* _Exercise aim_:
Write the data below out in full, exactly as it stands.

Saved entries
╭──
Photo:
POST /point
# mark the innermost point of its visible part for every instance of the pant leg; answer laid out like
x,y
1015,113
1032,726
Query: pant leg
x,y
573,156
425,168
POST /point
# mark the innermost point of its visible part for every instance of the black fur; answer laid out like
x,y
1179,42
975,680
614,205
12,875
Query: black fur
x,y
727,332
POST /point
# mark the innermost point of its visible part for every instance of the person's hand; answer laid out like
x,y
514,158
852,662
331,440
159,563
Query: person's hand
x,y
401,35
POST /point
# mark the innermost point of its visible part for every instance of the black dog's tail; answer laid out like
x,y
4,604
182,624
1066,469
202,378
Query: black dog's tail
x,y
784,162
╰──
* _Solution_:
Photo:
POST /point
# mark the innermost point of its visible part for every instance of the pant leg; answer laid out like
x,y
1015,113
1032,726
Query: pant leg
x,y
573,156
425,168
POST /point
# mark the innermost point of its visible part for every instance of the black fur; answer laid out like
x,y
1179,42
975,680
614,205
12,875
Query: black fur
x,y
727,332
POST /point
# mark the innermost point of its visible part for every instance of the person's hand; answer laid out like
x,y
514,158
852,662
331,440
159,563
Query: person's hand
x,y
401,35
POST /point
# mark the innermost point of its visible part for every instance of the black dog's tail; answer laid out like
x,y
4,604
182,624
1066,469
202,378
Query: black dog's tail
x,y
784,162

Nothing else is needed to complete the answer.